BEGIN Given information
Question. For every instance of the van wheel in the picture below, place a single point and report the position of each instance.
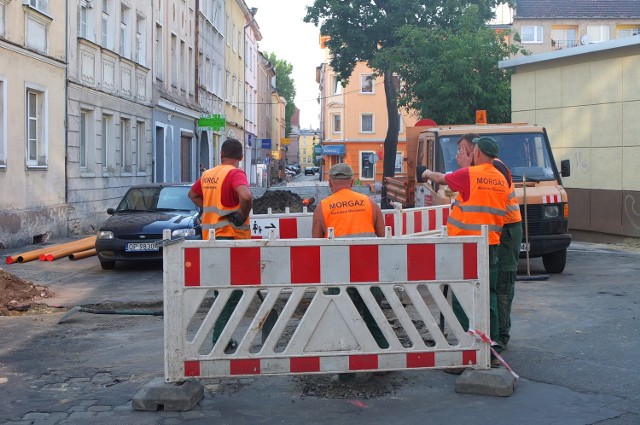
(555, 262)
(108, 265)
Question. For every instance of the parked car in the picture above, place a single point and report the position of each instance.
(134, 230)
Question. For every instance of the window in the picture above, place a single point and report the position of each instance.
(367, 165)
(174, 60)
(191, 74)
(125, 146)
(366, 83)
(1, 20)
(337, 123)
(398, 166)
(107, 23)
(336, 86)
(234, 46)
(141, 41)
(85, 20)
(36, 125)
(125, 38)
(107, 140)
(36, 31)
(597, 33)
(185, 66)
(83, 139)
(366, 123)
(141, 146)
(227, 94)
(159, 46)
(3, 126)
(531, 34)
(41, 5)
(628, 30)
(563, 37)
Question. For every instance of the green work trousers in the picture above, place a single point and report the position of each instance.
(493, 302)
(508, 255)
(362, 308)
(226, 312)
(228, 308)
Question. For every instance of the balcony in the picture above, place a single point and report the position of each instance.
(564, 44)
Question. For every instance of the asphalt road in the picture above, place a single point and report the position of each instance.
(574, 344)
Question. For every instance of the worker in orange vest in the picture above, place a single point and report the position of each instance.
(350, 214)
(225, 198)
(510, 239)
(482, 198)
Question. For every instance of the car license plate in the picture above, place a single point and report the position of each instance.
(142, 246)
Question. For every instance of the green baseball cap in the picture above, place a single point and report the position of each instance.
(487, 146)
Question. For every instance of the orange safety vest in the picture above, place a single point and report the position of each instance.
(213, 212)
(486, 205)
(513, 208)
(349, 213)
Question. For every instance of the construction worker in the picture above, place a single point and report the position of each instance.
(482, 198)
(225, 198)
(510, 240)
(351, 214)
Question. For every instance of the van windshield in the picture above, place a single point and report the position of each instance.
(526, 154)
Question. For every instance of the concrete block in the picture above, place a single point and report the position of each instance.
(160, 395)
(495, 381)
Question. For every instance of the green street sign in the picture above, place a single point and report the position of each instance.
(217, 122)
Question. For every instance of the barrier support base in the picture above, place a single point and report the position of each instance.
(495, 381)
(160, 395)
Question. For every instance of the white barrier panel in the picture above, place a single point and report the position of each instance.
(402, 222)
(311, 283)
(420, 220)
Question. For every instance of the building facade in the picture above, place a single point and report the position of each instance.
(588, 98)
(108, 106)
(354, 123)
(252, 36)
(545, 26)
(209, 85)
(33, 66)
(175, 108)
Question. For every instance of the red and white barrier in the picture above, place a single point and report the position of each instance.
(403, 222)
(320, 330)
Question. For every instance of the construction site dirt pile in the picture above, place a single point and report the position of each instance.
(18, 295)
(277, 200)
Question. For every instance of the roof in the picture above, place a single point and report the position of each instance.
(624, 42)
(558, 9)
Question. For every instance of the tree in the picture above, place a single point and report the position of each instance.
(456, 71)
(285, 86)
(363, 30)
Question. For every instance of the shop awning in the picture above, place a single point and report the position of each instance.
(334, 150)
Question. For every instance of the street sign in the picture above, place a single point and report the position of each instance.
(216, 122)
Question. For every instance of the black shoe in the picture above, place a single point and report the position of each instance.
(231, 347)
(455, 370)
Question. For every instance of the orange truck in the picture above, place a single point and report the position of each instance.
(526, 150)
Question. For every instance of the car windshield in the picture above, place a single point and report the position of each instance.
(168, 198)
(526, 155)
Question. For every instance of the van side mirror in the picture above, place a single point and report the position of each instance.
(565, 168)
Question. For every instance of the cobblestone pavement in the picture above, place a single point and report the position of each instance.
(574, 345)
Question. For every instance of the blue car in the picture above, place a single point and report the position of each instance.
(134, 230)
END Given information
Lines from the one holding "Question. For every instance of the blue" to the end of the listing above are the only ones to transcribe. Keep each exactly as written.

_Exercise output_:
Question. For every instance of the blue car in the picture above, place a single point and report the position of each instance.
(134, 230)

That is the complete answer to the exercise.